> _Consigne 1_:
Recopiez à l'identique le passage de l'article sur l'agriculture en Provence-Alpes-Côte d'Azur qui va de « Dans le Sud, l'agriculture » jusqu'à « en grande difficulté. » inclus.
> _Consigne 2_:
Poursuivez l'article sur l'agriculture en Provence-Alpes-Côte d'Azur en reprenant après sa dernière phrase.

> _Article fourni_:
....
Dans le Sud, l'agriculture résiste mieux mais « va dans le mur »

Le mouvement de contestation des agriculteurs s'étend en Provence-Alpes-Côte d'Azur. Malgré une production axée principalement sur la viticulture ainsi que les fruits et légumes, les filières agricoles régionales se retrouvent elles aussi en grande difficulté.
(Crédits : DR)

Hasard du calendrier, c'est à un mois tout pile du début du prochain salon de l'agriculture que le mouvement de contestation s'étend davantage en région. En Provence-Alpes-Côte d'Azur, elle a démarré le mardi 16 janvier avec une mobilisation dans le Vaucluse. Mais c'est bien ces dernières heures qu'elle prend une autre tournure avec un cortège reliant Orange et Montélimar (Drôme) ce mercredi et des actions attendues dans les Alpes-de-Haute-Provence et les Hautes-Alpes jeudi. « C'est en train de démarrer chez nous », constate André Bernard, président de la chambre d'agriculture régionale. S'il ne bat pas le pavé, retenu par ses obligations d'élu, il soutient totalement la démarche.

Les agriculteurs mettent en avant une situation intenable pour leur profession qu'ils estiment coincée entre une hausse des coûts de production liée notamment à l'inflation et des normes administratives trop strictes ce qui débouche sur une rémunération trop faible. Un contexte auquel la forte concurrence internationale vient rajouter une couche. « Je le vois comme un ras-le-bol face à un empilement de difficultés pour chaque filière », juge Bénédicte Martin, présidente de la commission agriculture au conseil régional.

Une agriculture diversifiée et haut de gamme

En Provence-Alpes-Côte d'Azur pourtant, la crise est moins forte car l'agriculture y est « atypique » comme le décrit la chambre d'agriculture dans sa photographie de ce secteur.  « 78 % des exploitations ont une orientation exclusivement végétale (contre 42 % sur le plan national), 17 % une orientation exclusivement animale (35 % sur le plan national) et 5 % un profil mixte culture-élevage (23 % sur le plan national) », détaille la chambre consulaire. La viticulture y est très présente puisque plus d'une exploitation sur trois (40%) y est consacrée.

« Nous sommes moins frappés que certaines grandes régions laitières ou céréalières de moyen potentiel », reconnaît André Bernard qui pointe la « diversité » en Provence-Alpes-Côte d'Azur et une production plutôt haut de gamme. « Les deux tiers s'inscrivent dans la démarche qualité et nous avons 25% de bio », note-t-il. Une agriculture qui résiste mieux, mais qui n'est pas épargnée, à l'image du bio qui est en recul dans les achats dans un contexte de réduction du pouvoir d'achat. Dans son rapport publié en 2022, la direction régionale de l'alimentation, de l'agriculture et de la forêt (Draaf) note que les chiffres de 2020 placent le Sud à la deuxième place des régions avec le plus important solde disponible - qui traduit la performance annuelle d'exploitation -, rapporté par équivalent temps plein et exploitation agricole.
....
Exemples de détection
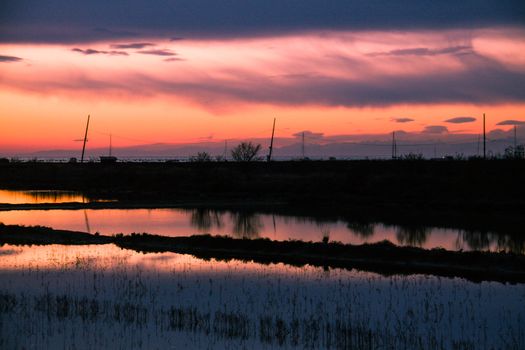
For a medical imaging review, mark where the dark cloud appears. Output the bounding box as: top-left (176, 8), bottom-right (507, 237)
top-left (292, 130), bottom-right (324, 140)
top-left (421, 125), bottom-right (448, 134)
top-left (445, 117), bottom-right (476, 124)
top-left (496, 119), bottom-right (525, 125)
top-left (0, 55), bottom-right (23, 63)
top-left (0, 0), bottom-right (525, 43)
top-left (392, 118), bottom-right (414, 123)
top-left (3, 49), bottom-right (525, 108)
top-left (369, 46), bottom-right (473, 56)
top-left (71, 47), bottom-right (128, 56)
top-left (111, 43), bottom-right (155, 50)
top-left (138, 49), bottom-right (177, 56)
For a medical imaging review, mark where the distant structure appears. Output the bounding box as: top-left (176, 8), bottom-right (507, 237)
top-left (392, 131), bottom-right (397, 159)
top-left (483, 113), bottom-right (487, 159)
top-left (100, 134), bottom-right (117, 164)
top-left (80, 115), bottom-right (90, 163)
top-left (267, 118), bottom-right (275, 161)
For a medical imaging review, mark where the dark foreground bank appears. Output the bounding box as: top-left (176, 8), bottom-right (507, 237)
top-left (0, 160), bottom-right (525, 234)
top-left (0, 224), bottom-right (525, 283)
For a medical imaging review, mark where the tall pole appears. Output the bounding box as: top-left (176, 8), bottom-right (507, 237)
top-left (80, 115), bottom-right (90, 163)
top-left (302, 131), bottom-right (304, 159)
top-left (268, 118), bottom-right (275, 161)
top-left (514, 124), bottom-right (518, 151)
top-left (392, 131), bottom-right (397, 159)
top-left (476, 134), bottom-right (481, 157)
top-left (483, 113), bottom-right (487, 159)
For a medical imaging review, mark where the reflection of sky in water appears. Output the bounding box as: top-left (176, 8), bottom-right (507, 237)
top-left (0, 209), bottom-right (525, 253)
top-left (0, 245), bottom-right (525, 349)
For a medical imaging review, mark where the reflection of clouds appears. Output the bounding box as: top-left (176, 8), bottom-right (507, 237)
top-left (396, 226), bottom-right (431, 247)
top-left (230, 212), bottom-right (264, 238)
top-left (346, 222), bottom-right (375, 238)
top-left (0, 247), bottom-right (20, 255)
top-left (190, 208), bottom-right (224, 231)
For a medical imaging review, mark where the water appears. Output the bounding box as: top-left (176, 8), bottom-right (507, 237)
top-left (0, 245), bottom-right (525, 349)
top-left (0, 190), bottom-right (105, 204)
top-left (0, 209), bottom-right (525, 254)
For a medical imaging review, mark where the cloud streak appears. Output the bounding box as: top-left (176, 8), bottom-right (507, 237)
top-left (421, 125), bottom-right (448, 134)
top-left (496, 119), bottom-right (525, 125)
top-left (111, 43), bottom-right (155, 50)
top-left (0, 55), bottom-right (23, 63)
top-left (71, 47), bottom-right (128, 56)
top-left (392, 118), bottom-right (414, 123)
top-left (138, 49), bottom-right (177, 56)
top-left (445, 117), bottom-right (476, 124)
top-left (369, 46), bottom-right (472, 57)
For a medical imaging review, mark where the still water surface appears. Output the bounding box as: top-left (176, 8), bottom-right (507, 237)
top-left (0, 190), bottom-right (525, 254)
top-left (0, 245), bottom-right (525, 349)
top-left (0, 209), bottom-right (525, 253)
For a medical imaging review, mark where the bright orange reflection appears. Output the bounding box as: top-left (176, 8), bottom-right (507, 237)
top-left (0, 190), bottom-right (89, 204)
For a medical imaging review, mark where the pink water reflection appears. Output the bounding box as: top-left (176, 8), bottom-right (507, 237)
top-left (0, 209), bottom-right (512, 252)
top-left (0, 190), bottom-right (90, 204)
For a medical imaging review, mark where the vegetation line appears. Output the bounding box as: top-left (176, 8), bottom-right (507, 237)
top-left (0, 224), bottom-right (525, 283)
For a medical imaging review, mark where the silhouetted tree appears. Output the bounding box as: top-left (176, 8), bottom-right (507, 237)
top-left (503, 145), bottom-right (525, 159)
top-left (232, 142), bottom-right (261, 162)
top-left (190, 152), bottom-right (211, 162)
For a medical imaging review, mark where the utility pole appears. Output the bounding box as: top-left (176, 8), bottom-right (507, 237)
top-left (476, 134), bottom-right (481, 157)
top-left (80, 115), bottom-right (90, 163)
top-left (514, 124), bottom-right (518, 150)
top-left (268, 118), bottom-right (275, 161)
top-left (483, 113), bottom-right (487, 159)
top-left (109, 134), bottom-right (113, 157)
top-left (392, 131), bottom-right (397, 159)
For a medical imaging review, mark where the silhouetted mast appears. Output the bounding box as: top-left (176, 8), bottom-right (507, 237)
top-left (268, 118), bottom-right (275, 161)
top-left (302, 131), bottom-right (304, 159)
top-left (80, 115), bottom-right (90, 163)
top-left (514, 124), bottom-right (518, 152)
top-left (392, 131), bottom-right (397, 159)
top-left (483, 113), bottom-right (487, 159)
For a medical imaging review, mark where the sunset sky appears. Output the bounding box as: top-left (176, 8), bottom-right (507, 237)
top-left (0, 0), bottom-right (525, 156)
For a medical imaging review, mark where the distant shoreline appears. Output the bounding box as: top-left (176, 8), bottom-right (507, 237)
top-left (0, 224), bottom-right (525, 283)
top-left (0, 160), bottom-right (525, 235)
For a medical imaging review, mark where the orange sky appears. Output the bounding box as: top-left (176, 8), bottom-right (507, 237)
top-left (0, 28), bottom-right (525, 153)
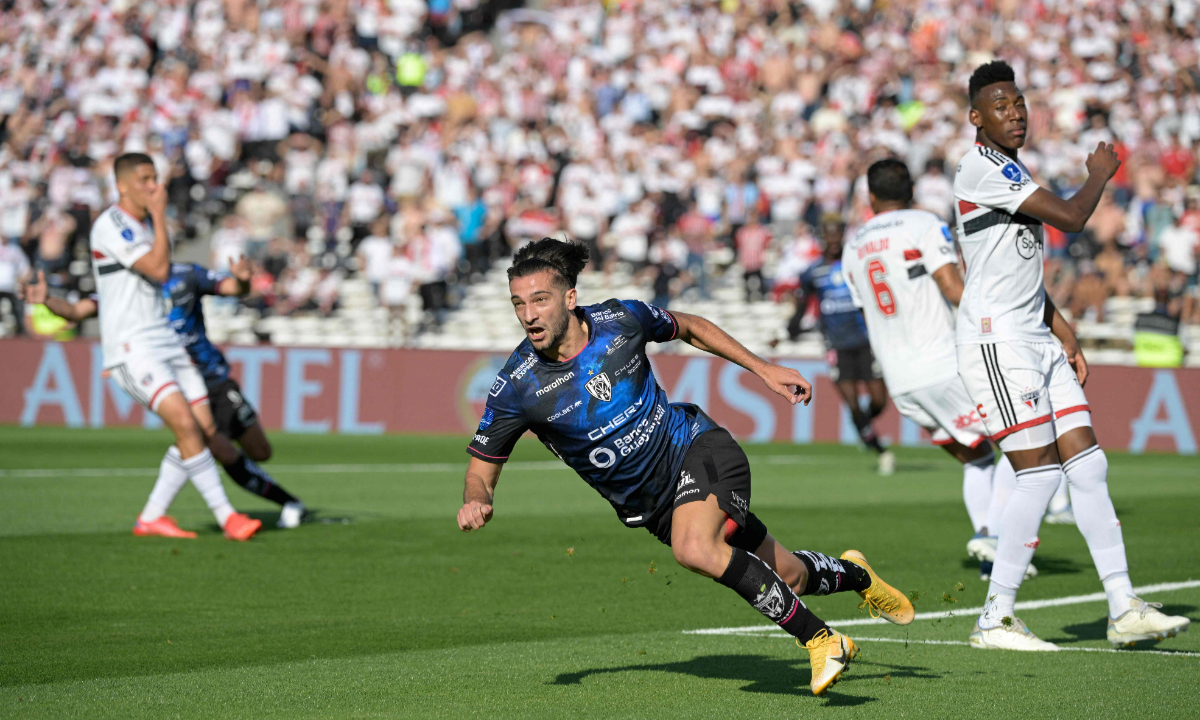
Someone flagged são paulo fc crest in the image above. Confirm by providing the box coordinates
....
> _Réponse finale 1_:
Dans le Sud, l'agriculture résiste mieux mais « va dans le mur »

Le mouvement de contestation des agriculteurs s'étend en Provence-Alpes-Côte d'Azur. Malgré une production axée principalement sur la viticulture ainsi que les fruits et légumes, les filières agricoles régionales se retrouvent elles aussi en grande difficulté.

> _Réponse finale 2_:
Une production en baisse

Une situation qui n'est pas suffisante pour passer au travers d'une crise selon André Bernard, qui prévient que « toutes les filières sont touchées ». Il alerte notamment sur la viticulture, « le principal moteur économique », aujourd'hui à la peine. « J'ai trois caves, l'une en coopérative et les deux autres particulières, elles sont à la vente », illustre-t-il. Une tendance que confirme Bénédicte Martin qui se dit « très inquiète » pour la filière. « Il y a un phénomène structurel de dé-consommation qui touche déjà le Côte du Rhône et va s'étendre aux autres vins. La viticulture ne représente plus une garantie, d'ailleurs les exploitants cherche à se diversifier avec des oliviers, des pistaches ou des amandes »,  développe-t-elle.

Sur les fruits et légumes, les perspectives ne sont pas bonnes non plus. « Les pommes et les poires qui sont une grande filière ont des problèmes de capacité à produire, c'est aussi vrai pour la cerise qui est très importante chez nous et va dans le mur », constate Bénédicte Martin. Ce que confirme André Bernard qui parle d'un « décrochage significatif » de la production, bien que la filière de la pomme vient de connaître une bonne année. L'emblématique lavande est aussi concernée avec « un tiers des plants arrachés » selon le président de la chambre d'agriculture.

La cause avancée de toutes ces difficultés de production est l'impossibilité d'utiliser des « protections », comprendre des produits chimiques. « Nous sommes dans une compétition olympique, il faut courir avec des sabots et des ficelles au pied, forcément c'est plus dur », s'agace, avec le sens de la formule, André Bernard. Si ces interdictions d'utiliser certains produits doivent être compensées par des alternatives, ces dernières mettent « trop de temps » pour être prêtes par rapport à la réalité d'un agriculteur. Une autre manière de dire que les attentes de mesures de la part du gouvernement doivent être rapides... À mettre en oeuvre.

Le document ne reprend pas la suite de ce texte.